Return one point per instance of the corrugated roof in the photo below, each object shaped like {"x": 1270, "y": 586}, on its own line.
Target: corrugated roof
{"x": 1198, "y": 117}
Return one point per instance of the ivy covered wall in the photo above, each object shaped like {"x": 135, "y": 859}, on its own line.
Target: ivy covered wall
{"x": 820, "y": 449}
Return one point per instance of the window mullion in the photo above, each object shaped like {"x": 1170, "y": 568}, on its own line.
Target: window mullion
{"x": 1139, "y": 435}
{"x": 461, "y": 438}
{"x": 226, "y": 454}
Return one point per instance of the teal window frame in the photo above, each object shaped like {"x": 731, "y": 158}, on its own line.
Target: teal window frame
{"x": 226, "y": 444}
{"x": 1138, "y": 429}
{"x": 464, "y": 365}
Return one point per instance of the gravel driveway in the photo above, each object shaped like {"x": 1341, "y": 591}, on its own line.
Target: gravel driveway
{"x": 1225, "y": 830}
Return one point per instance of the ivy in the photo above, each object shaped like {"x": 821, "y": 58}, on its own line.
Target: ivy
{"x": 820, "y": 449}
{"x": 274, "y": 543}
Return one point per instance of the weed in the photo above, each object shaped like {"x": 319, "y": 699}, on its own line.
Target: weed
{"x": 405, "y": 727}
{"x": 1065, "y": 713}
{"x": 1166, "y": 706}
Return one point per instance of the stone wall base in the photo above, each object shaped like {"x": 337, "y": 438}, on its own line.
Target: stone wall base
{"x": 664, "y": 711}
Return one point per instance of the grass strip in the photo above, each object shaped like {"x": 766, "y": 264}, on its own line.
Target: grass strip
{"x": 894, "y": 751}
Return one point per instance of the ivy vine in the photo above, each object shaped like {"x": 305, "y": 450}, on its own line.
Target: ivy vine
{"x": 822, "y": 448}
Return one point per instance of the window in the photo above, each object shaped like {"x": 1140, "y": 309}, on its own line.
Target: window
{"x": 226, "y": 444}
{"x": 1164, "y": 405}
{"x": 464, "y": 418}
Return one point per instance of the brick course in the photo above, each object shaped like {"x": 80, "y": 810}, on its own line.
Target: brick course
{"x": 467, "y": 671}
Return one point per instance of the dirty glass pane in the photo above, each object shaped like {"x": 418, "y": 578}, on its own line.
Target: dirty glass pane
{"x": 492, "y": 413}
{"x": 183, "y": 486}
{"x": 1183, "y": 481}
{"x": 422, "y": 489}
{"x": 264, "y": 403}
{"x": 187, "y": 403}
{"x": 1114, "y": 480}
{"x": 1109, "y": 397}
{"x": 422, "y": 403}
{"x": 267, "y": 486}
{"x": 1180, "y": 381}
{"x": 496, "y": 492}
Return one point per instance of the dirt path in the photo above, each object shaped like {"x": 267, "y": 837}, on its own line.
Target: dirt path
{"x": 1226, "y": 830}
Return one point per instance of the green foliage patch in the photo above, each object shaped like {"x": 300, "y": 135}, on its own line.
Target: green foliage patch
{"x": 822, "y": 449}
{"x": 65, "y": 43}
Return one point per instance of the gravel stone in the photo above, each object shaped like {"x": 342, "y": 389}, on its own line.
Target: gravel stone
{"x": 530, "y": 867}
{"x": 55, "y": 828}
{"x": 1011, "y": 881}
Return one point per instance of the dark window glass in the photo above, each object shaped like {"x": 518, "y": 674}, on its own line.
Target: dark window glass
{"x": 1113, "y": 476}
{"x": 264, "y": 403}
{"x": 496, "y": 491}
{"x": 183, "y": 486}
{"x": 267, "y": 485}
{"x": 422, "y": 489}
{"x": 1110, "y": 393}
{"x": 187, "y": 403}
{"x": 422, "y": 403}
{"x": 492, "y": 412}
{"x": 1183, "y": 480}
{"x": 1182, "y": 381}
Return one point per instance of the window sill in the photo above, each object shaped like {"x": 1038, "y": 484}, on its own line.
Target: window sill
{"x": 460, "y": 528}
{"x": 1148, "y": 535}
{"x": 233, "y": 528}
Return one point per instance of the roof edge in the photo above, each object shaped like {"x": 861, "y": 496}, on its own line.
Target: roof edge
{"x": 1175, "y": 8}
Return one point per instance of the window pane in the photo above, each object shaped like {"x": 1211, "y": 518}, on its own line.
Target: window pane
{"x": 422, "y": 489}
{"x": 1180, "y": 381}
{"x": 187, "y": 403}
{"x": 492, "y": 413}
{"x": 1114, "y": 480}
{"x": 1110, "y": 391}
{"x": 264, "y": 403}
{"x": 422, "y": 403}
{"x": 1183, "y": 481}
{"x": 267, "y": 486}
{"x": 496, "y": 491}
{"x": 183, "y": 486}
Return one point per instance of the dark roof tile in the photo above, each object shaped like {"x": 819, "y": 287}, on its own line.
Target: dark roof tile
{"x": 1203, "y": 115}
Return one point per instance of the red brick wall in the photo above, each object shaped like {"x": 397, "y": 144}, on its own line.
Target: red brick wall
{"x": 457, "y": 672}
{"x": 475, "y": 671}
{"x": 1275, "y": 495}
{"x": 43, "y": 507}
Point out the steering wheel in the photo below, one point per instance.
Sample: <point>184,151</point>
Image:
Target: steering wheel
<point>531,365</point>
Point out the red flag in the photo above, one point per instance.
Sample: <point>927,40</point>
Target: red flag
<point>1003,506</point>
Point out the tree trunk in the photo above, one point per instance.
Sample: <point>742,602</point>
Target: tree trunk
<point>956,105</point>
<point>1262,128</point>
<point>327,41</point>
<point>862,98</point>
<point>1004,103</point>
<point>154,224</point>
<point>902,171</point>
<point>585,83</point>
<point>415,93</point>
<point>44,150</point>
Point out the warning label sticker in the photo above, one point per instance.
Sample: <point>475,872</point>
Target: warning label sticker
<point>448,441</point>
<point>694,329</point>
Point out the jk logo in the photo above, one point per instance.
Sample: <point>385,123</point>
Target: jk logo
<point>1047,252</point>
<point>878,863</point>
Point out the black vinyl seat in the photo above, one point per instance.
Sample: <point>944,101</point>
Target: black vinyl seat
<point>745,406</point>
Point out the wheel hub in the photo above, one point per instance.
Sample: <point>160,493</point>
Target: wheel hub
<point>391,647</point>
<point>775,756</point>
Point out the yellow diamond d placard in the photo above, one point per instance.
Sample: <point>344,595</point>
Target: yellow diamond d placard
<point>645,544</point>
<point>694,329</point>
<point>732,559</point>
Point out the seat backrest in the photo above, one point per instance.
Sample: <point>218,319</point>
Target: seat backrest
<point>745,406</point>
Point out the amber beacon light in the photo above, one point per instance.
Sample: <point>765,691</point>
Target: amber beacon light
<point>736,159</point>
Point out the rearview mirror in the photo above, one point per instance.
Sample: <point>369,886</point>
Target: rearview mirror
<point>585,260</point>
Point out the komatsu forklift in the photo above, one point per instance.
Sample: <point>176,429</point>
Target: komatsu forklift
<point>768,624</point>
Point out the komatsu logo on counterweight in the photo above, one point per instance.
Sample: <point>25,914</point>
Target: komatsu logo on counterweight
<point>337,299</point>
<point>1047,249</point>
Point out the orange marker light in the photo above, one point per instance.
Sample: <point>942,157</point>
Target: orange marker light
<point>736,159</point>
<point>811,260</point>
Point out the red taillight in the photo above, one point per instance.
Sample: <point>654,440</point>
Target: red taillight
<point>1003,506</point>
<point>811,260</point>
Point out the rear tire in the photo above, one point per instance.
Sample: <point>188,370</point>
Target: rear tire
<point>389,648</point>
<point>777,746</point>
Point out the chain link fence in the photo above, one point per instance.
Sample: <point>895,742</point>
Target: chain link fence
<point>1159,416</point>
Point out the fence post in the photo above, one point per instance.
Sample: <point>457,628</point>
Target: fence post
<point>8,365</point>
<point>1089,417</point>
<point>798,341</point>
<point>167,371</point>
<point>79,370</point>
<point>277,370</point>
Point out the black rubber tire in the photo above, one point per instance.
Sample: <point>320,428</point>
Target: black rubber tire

- [To be done]: Output the entries verbatim, starting at the line that contains "Point out the chain" and ending at the line that contains "<point>1159,416</point>".

- [Solution for this exercise]:
Point out the chain link fence in the photo above, one point per instance.
Sample: <point>895,742</point>
Target: chain link fence
<point>1159,416</point>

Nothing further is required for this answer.